Exercise description:
Write out each record a second time, exactly.

Stored data:
──────
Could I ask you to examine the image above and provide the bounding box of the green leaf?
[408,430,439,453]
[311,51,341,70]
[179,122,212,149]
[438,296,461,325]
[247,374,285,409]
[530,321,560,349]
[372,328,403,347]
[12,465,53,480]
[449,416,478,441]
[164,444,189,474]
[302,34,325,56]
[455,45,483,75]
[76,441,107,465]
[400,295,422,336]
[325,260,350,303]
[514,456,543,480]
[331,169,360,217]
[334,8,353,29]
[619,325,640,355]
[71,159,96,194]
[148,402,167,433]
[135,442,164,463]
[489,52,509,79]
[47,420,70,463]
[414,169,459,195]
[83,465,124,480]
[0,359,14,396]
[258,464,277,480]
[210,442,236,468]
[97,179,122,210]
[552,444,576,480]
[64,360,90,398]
──────
Result of the exercise:
Could I ask you to examine the image above and provide the bounding box of the green leaf?
[408,430,439,453]
[311,51,341,70]
[179,122,212,149]
[438,296,461,325]
[247,374,285,409]
[530,321,560,349]
[372,328,403,347]
[12,465,53,480]
[449,416,478,441]
[164,444,189,474]
[302,34,325,56]
[455,45,483,75]
[76,441,107,465]
[400,295,422,336]
[325,260,350,303]
[514,456,543,480]
[331,169,360,217]
[334,8,353,29]
[619,325,640,355]
[71,159,96,194]
[148,402,167,433]
[135,442,164,463]
[489,52,509,79]
[47,420,70,463]
[414,169,459,195]
[83,465,124,480]
[0,359,14,396]
[258,464,277,480]
[210,442,236,468]
[97,179,122,210]
[552,444,576,480]
[64,360,90,398]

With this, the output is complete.